== SUPPLIED PASSAGE

If the Greek deal fell apart, the European Central Bank would likely suffer substantial losses, the document said, estimating the central bank's exposure to Greece of 177 billion euros was over 200 percent of its capital base.

The IIF, which helped negotiate the bond swap deal on behalf of creditors, said there would be more massive bank recapitalization costs, which could easily hit 160 billion euros.
CNBC Source here

Btw, not sure if you guys are aware of this fact, but the ECB's balance sheet is $3 Trillion dollars. The ECB itself only has about $10-11 Billion Euros of physical money. That's a leverage of 300:1. And here we thought the deviation of standard 8:1 frational banking to 26:1 world-debt leverage was bad. Here the ECB is leveraged 300:1. This is a large reason why previous ECB Trichet did not attempt LTRO. While I agree the effects of LTRO are very good for solving liquidity issues in banks, the collateral posted up was sub-par quality (junk, you could say. Like government bonds).

However, should anything terribly unexpected happen like, oh I don't know, governments defaulting on their debt, then the collateral used to borrow LTRO money from becomes worthless. This is a large part for why the ECB refused to take Greek Bonds as collateral during LTRO 2. 75% of the collateral would've dissapeared after the bond-swaps, but not only that, the bond-swaps themselves dont really stand a good chance of reaching 90% participation. (read up about Vulture Funds and Greek Bonds. Large hedge funds bought Greek debt betting on a collapse to cash in on CDS. They hold English-law versions of these bonds, exempt from CAC's. They hold over 10%, more than enough to derail this voluntary debt-swap).

With the ECB factoring in a voluntary debt-swap (and the markets too), LTRO would be a great plan. However, should this plan not go through, expect contagion as explained above and more cash-injections from the Bundesbank in Germany (If the germans really want to finance their debt, greece's debt, Spain's debt, and also Italy's debt, by themselves. Imo, I sort of take Germany on their word when they say "they've reached the limit of adding more money into saving the EU through the ESM. When have you ever seen a German joke about a serious matter?) Not to mention Greece losing it's second bailout this Friday. March 9 also happens to be a cycle cross-over from bull to bear. Coincidence....

====

AIM 1: In the post about the ECB and Greek debt, rewrite the part that begins at the words "CNBC Source here" and stops after "Like government bonds).", substituting "long-term refinancing" for "LTRO".
AIM 2: According to the post about the ECB and Greek debt, why did the ECB refuse to take Greek bonds as collateral during LTRO 2? Answer in one to three sentences.
AIM 3: Continue the post about the ECB and Greek debt from its final sentence.
The material that comes next has nothing to do with the post about the ECB and Greek debt.

== EXCERPTED RECORDS

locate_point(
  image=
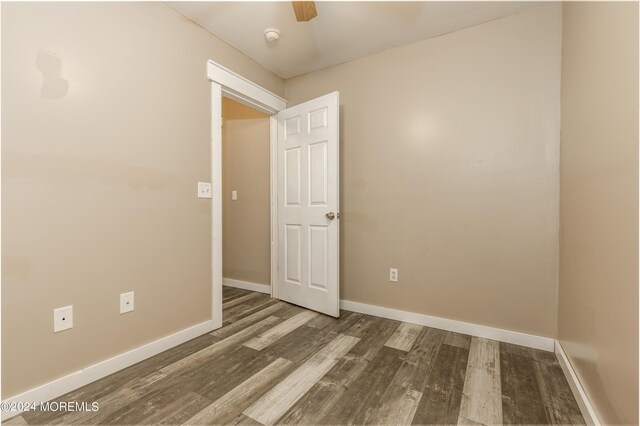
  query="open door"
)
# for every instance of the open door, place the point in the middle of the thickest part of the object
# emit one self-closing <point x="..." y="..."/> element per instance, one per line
<point x="308" y="205"/>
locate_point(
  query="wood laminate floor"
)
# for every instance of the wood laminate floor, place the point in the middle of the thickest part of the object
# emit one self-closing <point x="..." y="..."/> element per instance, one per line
<point x="275" y="363"/>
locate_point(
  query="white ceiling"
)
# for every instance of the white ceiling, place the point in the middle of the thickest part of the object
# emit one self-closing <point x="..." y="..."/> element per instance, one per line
<point x="342" y="31"/>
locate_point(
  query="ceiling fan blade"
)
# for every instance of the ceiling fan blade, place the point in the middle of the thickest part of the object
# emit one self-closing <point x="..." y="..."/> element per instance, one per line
<point x="304" y="10"/>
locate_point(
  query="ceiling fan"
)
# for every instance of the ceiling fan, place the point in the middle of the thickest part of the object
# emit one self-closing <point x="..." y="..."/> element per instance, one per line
<point x="304" y="10"/>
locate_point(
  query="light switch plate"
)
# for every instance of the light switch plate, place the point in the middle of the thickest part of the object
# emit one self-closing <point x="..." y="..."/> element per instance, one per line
<point x="126" y="302"/>
<point x="204" y="190"/>
<point x="62" y="318"/>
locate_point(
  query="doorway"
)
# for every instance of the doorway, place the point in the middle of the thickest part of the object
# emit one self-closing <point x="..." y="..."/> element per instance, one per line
<point x="246" y="239"/>
<point x="304" y="184"/>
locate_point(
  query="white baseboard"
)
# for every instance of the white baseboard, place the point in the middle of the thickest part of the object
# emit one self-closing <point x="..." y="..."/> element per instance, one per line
<point x="246" y="285"/>
<point x="517" y="338"/>
<point x="102" y="369"/>
<point x="589" y="414"/>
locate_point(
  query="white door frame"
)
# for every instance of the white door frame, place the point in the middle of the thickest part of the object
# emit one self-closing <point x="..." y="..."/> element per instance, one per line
<point x="228" y="83"/>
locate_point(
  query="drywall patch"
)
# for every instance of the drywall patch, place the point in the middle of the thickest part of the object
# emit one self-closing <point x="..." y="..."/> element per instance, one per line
<point x="53" y="85"/>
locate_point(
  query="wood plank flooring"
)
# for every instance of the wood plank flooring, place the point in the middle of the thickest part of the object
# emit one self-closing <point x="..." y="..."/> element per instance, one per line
<point x="275" y="363"/>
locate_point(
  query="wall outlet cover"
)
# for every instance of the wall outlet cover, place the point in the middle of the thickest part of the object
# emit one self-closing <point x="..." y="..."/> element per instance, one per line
<point x="126" y="302"/>
<point x="62" y="318"/>
<point x="204" y="190"/>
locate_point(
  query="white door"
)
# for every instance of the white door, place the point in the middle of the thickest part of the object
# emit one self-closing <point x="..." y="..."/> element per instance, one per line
<point x="308" y="225"/>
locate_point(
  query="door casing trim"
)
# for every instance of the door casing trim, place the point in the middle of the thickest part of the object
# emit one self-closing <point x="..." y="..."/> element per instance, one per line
<point x="225" y="82"/>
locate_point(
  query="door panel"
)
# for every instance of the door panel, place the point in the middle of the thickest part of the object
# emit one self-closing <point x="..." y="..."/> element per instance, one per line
<point x="308" y="235"/>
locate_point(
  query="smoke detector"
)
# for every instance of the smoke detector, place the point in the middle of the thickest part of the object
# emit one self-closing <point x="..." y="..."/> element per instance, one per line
<point x="272" y="34"/>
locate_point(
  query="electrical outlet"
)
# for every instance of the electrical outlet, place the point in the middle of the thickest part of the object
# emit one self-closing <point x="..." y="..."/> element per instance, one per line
<point x="62" y="319"/>
<point x="126" y="302"/>
<point x="204" y="190"/>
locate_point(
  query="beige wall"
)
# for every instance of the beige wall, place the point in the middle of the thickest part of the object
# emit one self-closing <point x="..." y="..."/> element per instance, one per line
<point x="105" y="132"/>
<point x="246" y="235"/>
<point x="449" y="172"/>
<point x="598" y="297"/>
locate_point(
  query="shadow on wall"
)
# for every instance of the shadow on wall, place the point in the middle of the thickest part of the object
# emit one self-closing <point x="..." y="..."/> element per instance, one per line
<point x="53" y="85"/>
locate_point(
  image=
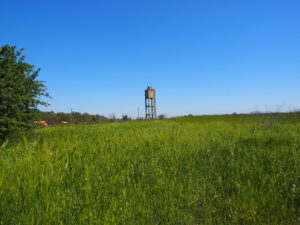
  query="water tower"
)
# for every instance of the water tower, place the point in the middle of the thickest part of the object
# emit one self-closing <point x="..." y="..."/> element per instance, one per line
<point x="150" y="103"/>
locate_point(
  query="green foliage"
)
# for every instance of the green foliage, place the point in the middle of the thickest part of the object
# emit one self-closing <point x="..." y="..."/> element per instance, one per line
<point x="235" y="169"/>
<point x="74" y="117"/>
<point x="19" y="91"/>
<point x="162" y="116"/>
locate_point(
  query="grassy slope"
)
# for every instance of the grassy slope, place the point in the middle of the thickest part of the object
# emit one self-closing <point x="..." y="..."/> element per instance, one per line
<point x="236" y="169"/>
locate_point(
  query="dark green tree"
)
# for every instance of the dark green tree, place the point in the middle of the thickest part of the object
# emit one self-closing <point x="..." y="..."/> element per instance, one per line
<point x="20" y="92"/>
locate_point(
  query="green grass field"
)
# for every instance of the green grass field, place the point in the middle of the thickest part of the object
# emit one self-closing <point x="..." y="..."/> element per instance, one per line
<point x="237" y="169"/>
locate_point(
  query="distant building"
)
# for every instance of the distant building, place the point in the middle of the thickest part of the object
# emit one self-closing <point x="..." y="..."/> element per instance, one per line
<point x="150" y="103"/>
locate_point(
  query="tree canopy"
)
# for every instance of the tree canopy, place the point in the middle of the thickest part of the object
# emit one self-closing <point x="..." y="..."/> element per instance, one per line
<point x="20" y="91"/>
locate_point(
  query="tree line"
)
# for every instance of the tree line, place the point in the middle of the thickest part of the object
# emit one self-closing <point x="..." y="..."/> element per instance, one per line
<point x="53" y="118"/>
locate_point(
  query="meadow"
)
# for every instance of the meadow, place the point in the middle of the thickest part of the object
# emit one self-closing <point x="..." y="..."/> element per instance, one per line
<point x="231" y="169"/>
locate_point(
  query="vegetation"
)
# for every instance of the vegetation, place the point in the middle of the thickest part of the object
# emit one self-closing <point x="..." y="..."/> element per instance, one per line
<point x="20" y="92"/>
<point x="235" y="169"/>
<point x="74" y="117"/>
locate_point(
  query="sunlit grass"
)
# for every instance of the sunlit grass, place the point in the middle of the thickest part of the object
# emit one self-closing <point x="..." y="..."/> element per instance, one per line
<point x="237" y="169"/>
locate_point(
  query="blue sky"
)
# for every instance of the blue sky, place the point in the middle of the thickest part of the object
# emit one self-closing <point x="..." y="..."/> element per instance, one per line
<point x="203" y="57"/>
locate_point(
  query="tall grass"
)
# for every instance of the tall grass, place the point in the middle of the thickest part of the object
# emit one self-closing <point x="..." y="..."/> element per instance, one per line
<point x="237" y="169"/>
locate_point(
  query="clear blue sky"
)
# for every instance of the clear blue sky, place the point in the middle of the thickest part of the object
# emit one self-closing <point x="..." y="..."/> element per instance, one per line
<point x="203" y="57"/>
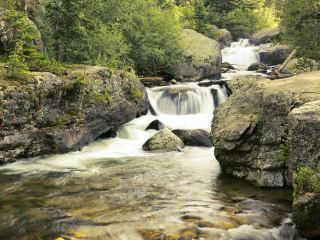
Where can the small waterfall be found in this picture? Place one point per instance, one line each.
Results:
(241, 54)
(186, 99)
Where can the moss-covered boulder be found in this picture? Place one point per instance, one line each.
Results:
(49, 114)
(266, 35)
(201, 57)
(268, 133)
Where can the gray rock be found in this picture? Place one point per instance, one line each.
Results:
(266, 131)
(195, 137)
(267, 35)
(50, 115)
(254, 67)
(156, 125)
(201, 57)
(164, 140)
(275, 55)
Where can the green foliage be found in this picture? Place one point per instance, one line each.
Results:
(307, 180)
(16, 65)
(301, 20)
(305, 65)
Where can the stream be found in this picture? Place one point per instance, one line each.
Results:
(114, 190)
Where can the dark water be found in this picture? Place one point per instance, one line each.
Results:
(146, 197)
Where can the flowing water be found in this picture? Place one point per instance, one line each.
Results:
(112, 189)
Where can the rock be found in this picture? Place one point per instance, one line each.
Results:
(201, 58)
(254, 67)
(197, 137)
(227, 65)
(173, 82)
(267, 35)
(164, 140)
(267, 132)
(224, 70)
(153, 81)
(275, 55)
(51, 115)
(250, 128)
(306, 209)
(156, 125)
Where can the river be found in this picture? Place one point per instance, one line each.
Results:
(112, 189)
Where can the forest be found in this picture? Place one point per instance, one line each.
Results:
(143, 35)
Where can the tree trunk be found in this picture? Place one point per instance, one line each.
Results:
(293, 53)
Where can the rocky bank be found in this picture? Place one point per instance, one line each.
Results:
(268, 133)
(201, 57)
(50, 114)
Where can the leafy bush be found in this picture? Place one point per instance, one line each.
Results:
(307, 180)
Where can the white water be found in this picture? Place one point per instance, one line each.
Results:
(112, 187)
(187, 106)
(241, 54)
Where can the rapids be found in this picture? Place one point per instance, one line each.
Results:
(114, 190)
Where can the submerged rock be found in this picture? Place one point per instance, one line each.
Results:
(195, 137)
(52, 115)
(156, 125)
(268, 133)
(201, 57)
(164, 140)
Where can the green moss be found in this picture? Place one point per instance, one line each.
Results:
(283, 147)
(307, 180)
(136, 93)
(60, 120)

====

EXERCISE OUTPUT 1:
CNBC Source here

Btw, not sure if you guys are aware of this fact, but the ECB's balance sheet is $3 Trillion dollars. The ECB itself only has about $10-11 Billion Euros of physical money. That's a leverage of 300:1. And here we thought the deviation of standard 8:1 frational banking to 26:1 world-debt leverage was bad. Here the ECB is leveraged 300:1. This is a large reason why previous ECB Trichet did not attempt long-term refinancing. While I agree the effects of long-term refinancing are very good for solving liquidity issues in banks, the collateral posted up was sub-par quality (junk, you could say. Like government bonds).

EXERCISE OUTPUT 2: About 75% of that collateral would have disappeared after the bond swaps. On top of that, the swaps did not stand a good chance of reaching 90% participation.

EXERCISE OUTPUT 3:
But if there's any funny-business with the ISDA not recognizing a default on greece, or CDS's are rendered useless and Greece goes through with this all dandy, except the bonds on Spain and Italy to ascend upwards again. Why? Because when CDS's aren't recognized/triggered, government bond assets become much more riskier assets, entailing a much larger premium before investors are tempted back in. And you've all already seen Spain miss it's fiscal targets this year. -1% contraction already, and 8.5% GDP deficit ratios. It's going to get worse. And now they're defying EU treaties by factoring in their own 5.5% GDP deficit fiscal targets, as if they don't care anymore about what Germany wants. Anybody already forsee funding issues in the future? I see Germany not wanting to fund for much longer, of course, jmho.

Sometimes the eerie reflection of this rally, compared to the 2010 charts, is spooky. However, I don't think we're going to be waiting till summer for a sell-off this year. I think Q1 or early Q2. Just imho again of course. And I'll make everyone a promise here: after this next major leg-down, Vanity promises to put away his Matador costume and become a hopium-CNBC-DOW 13,000-cheerleader.

Oh btw, those Bank stress test results commissioned last year by the Fed are due out next week. Reports on Monday are saying not all of the banks will pass the test. Food for thought. When are they going to blow up Iran again? We need to get away from our problems here.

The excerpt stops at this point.